**Required work**
Scan the entries that follow and give only the number of lines containing "spot".

Source data: Begin

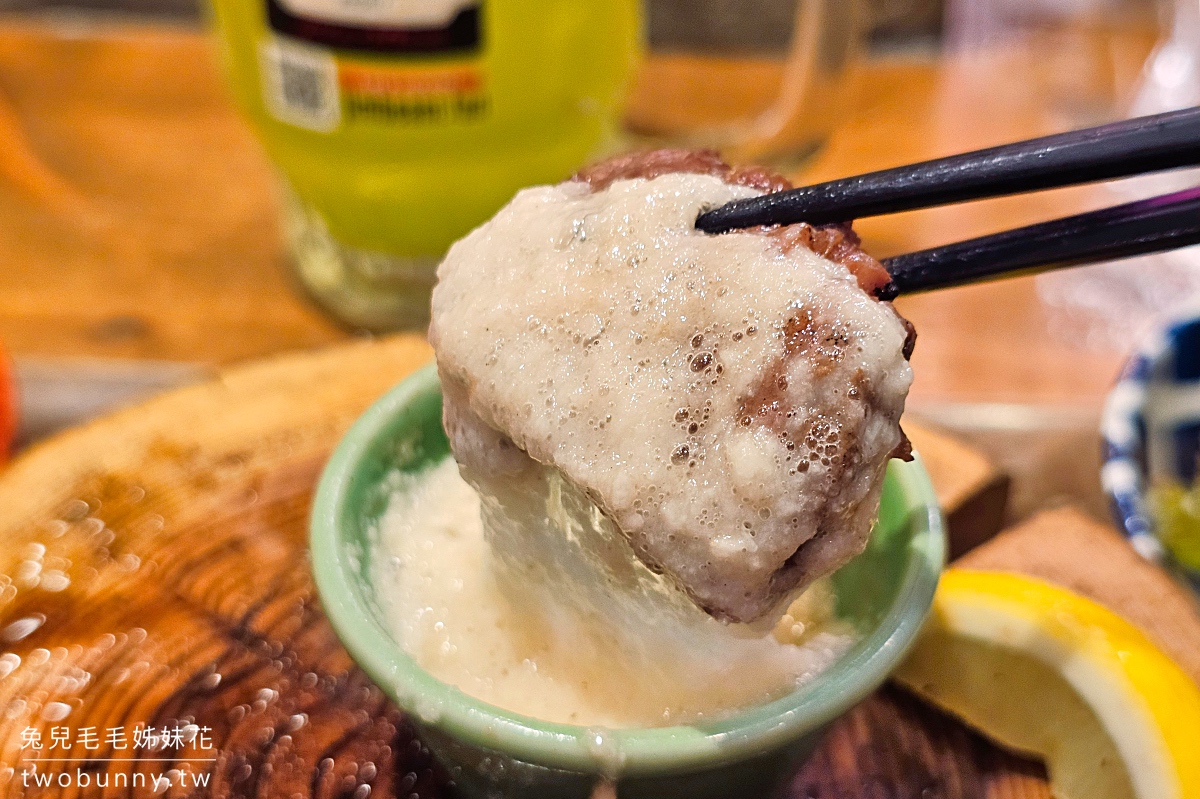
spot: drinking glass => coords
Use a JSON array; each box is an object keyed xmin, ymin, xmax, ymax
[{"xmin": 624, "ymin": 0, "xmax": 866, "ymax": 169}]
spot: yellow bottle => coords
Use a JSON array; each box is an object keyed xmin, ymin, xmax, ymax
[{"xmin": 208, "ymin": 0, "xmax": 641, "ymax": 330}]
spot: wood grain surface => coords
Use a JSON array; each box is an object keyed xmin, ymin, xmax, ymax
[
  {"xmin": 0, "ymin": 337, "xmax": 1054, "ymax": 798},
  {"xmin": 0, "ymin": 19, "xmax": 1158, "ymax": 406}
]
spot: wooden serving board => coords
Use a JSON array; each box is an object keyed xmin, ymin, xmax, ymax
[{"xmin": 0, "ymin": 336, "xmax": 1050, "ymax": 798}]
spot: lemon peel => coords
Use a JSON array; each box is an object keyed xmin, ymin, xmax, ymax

Source data: End

**Answer for this exercise**
5